━━━━━ Text section
Monday, May 04, 2009

Author Interview - The Well-Grounded Rubyist

Now that Manning has released The Well-Grounded Rubyist by David A. Black, I wanted to sit down with him and talk a bit about his new book.

His Ruby for Rails set an awfully high bar as the book that really explained Ruby to Rails users (and everyone else). The current title has been called a "reworking" of the former to remove the Rails bias.

Hopefully this interview will whet your appetite for David's new book.


Ruby For Rails has been one of my favorite Ruby books since it came out. I'm really excited that The Well-Grounded Rubyist is coming out in a matter of weeks. What do you think is the best thing about your new book?

David The title! Well, not really, but I do love the title, if I say so myself. (In case anyone's wondering: I did take inspiration from "The Well-Tempered Clavier".)

As for the material and the content: I have always found it gratifying when readers single me out as someone who can explain things clearly and in depth, and I believe TWGR delivers in that area pretty much throughout. I spent thirteen years as a full-time teacher, and I've been writing all my life. I love helping people understand things, and that's what I've worked most diligently at doing in this book.

You call your new book a repurposing of Ruby For Rails. How do you approach Ruby differently when writing for a Ruby developer rather than a Rails developer?

David To a large extent it's a question of the topic coverage. TWGR maintains, I think, very much the same "voice" as R4R, and addresses the reader at the same level. But the topic coverage has changed a lot — and not just because Rails has been taken out. There's material in TWGR on threads, sockets, sets, encoding, enumerators, and more, none of which were in R4R, and greatly expanded coverage of other built-in functionality include file I/O, ranges, system command invocation, and others.

Selecting topics was a big part of writing R4R, since the whole point was to write a Ruby book that was "optimized" for a certain readership. And as I started thinking about TWGR, I realized that careful, creative topic selection was important for a "just Ruby" book too. I wasn't setting out to write a complete language reference, so the process of deciding what to include loomed large.

You take a pretty different approach to explaining Ruby than most other authors/speakers. What do you think makes your approach work so well?

David Typically, introductions to class-based object-oriented languages, including Ruby, start by talking about classes, and then bring objects into the picture as instances of classes. I look at it the other way around. The object is the fundamental unit of meaning in Ruby, so why not start with that?

Furthermore, I like to put object dynamism on the radar very early — the fact that objects are not constrained to the abilities they derive from their class but can take on behaviors of their own. Of course most Ruby developers don't spend their days writing


 def dog.bark
and such. But I do believe that if you learn about objects and their life-cycle first, and then look at classes as a kind of convenience macro for spawning objects, your knowledge of Ruby will build smoothly from there, and you won't think that object-specific behavior is a blemish.
━━━━━━━━━━
[Your objective]: According to the author interview above, how many years did David A. Black spend as a full-time teacher?
━━━━━ Dataset rows
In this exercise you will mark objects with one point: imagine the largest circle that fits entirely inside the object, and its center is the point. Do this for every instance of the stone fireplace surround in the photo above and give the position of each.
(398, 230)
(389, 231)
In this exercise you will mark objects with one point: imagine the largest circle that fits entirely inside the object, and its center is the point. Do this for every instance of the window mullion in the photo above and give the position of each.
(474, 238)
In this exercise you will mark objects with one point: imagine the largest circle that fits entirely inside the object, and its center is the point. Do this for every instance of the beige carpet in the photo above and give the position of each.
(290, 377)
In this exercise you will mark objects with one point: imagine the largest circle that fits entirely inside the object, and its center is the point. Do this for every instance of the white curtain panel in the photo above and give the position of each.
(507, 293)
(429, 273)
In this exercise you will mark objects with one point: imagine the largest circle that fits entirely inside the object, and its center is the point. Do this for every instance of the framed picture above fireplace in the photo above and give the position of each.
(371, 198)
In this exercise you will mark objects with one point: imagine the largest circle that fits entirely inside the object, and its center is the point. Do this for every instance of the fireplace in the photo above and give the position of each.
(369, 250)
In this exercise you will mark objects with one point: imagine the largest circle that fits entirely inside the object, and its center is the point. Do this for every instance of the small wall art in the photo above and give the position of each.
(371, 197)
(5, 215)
━━━━━━━━━━
━━━━━ Dataset rows
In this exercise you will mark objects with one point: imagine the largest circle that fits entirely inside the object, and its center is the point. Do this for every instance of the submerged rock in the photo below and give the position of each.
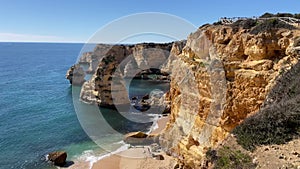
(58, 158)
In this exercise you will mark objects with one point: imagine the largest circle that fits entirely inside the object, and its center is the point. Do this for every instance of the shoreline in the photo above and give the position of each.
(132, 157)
━━━━━━━━━━
[Task result]: Thirteen years.